Le comte de Barral qui m'a conseillé avant ma visite au comte de Bismarck, et auquel j'ai communiqué ce qui était arrivé, m'a confirmé dans l'opinion que je partage: qu'il n'y avait à attendre ici rien de sérieux et de pratique des négociations pendantes en faveur de l'Italie.

Le comte de Bismarck m'a écrit, ce matin, un billet pour me faire savoir que le Roi est indisposé, et que le médecin lui a défendu de s'occuper d'affaires. Il me fera savoir quand il pourra être reçu un autre jour.

No 25

Signé GOVONE.

LE GÉNÉRAL GOVONE AU GÉNÉRAL DE LA MARMORA

Berlin, le 18 mars 1866.

Hier, après le dîner que le comte de Barral a donné à la légation d'Italie, et auquel j'assistais avec les principaux membres du corps diplomatique, S. Exc. le comte de Bismarck, président du conseil, m'a de nouveau entretenu de l'utilité réciproque d'un traité d'alliance entre l'Italie et la Prusse. Le comte de Bismarck m'a dit que les nouvelles qu'il avait reçues dans la journée lui prouvaient que la cour de Vienne n'avait encore conçu aucun soupçon sur les négociations avec l'Italie ; il ajouta que si la Prusse n'avait pas encore brûlé ses vaisseaux, elle allait les brûler; que nous pouvions avoir pleine confiance dans le traité proposé, parce que S. M. le roi Guillaume était, sans aucun doute, le dernier souverain en Europe qui reculerait devant un engagement pris. Puis il ajouta : Il est évident que la question italienne est plus mûre que la question allemande : c'est pourquoi il serait peut-être convenable que les premiers coups pour mettre le feu aux poudres partissent de l'Italie; et ici il me parla de corps francs lancés dans la Vénétie. Je lui répondis que, dans ce moment, l'Italie n'était disposée à rien de pareil; que l'opinion publique sensée et droite était entièrement occupée à compléter l'administration et les finances du pays, sachant bien que, cette tâche une fois accomplie, les autres questions politiques se résoudraient d'elles-mêmes; que l'opinion publique aurait sans doute accueilli favorablement une occasion propice et im

prévue de vider plus tôt la question de Venise, et que c'était à ce point de vue que Votre Excellence m'avait envoyé ici, ayant cru que la Prusse était disposée à la guerre; mais que l'Italie comprenait trop bien combien il convenait de ne rien précipiter, pour que le gouvernement trouvât prudent de prendre une initiative de la nature de celle qu'il nous proposait.

Alors le comte de Bismarck dit: mais vous pouvez attendre; ce ne sont pas les finances qui vous forcent à précipiter une solution, et vous pouvez vous unir à nous pour procéder ensemble dans six mois à l'exécution du programme que je vous ai développé. Je repris qu'on pouvait porter remède à l'état des finances. .

- Exercice proposé 1 -
Recopiez fidèlement le passage de l'extrait sur les négociations italo-prussiennes, depuis « Le comte de Bismarck m'a écrit, ce » jusqu'à « 18 mars 1866. » inclus.
- Exercice proposé 2 -
Résumez en une ou deux phrases le paragraphe de l'extrait sur les négociations italo-prussiennes qui commence par « Le comte de Bismarck m'a écrit, ce matin » en conservant ses faits essentiels.
- Exercice proposé 3 -
Répondez aux questions suivantes d'après l'extrait sur les négociations italo-prussiennes :
(a) Qui a conseillé l'auteur avant sa visite au comte de Bismarck ?
(b) Selon le comte de Bismarck, quelle cour n'avait encore conçu aucun soupçon sur les négociations avec l'Italie ?
(c) Dans quel délai le comte de Bismarck propose-t-il de procéder ensemble à l'exécution de son programme ?

- Matériel fourni -
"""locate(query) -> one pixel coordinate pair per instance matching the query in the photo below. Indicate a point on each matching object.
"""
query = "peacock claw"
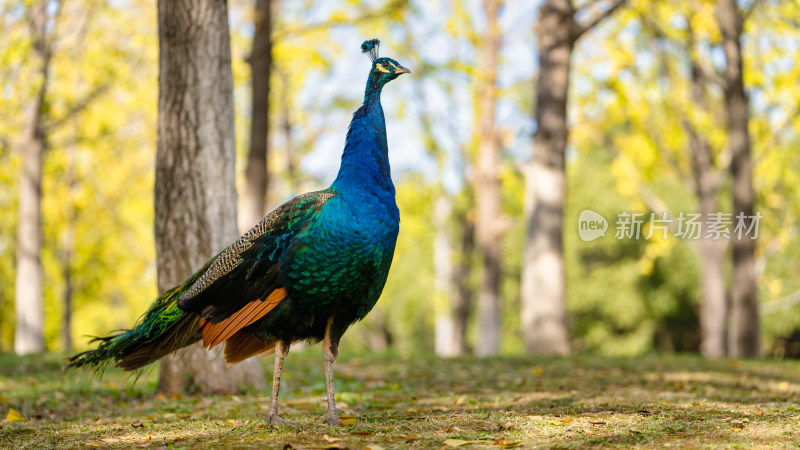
(276, 421)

- Réponse attendue 1 -
Le comte de Bismarck m'a écrit, ce matin, un billet pour me faire savoir que le Roi est indisposé, et que le médecin lui a défendu de s'occuper d'affaires. Il me fera savoir quand il pourra être reçu un autre jour.

No 25

Signé GOVONE.

LE GÉNÉRAL GOVONE AU GÉNÉRAL DE LA MARMORA

Berlin, le 18 mars 1866.

- Réponse attendue 2 -
Par un billet envoyé le matin, le comte de Bismarck annonce que le Roi est indisposé et que le médecin lui interdit de s'occuper d'affaires. Il fera savoir plus tard quel autre jour une réception sera possible.

- Réponse attendue 3 -
(a) Le comte de Barral.
(b) La cour de Vienne.
(c) Dans six mois.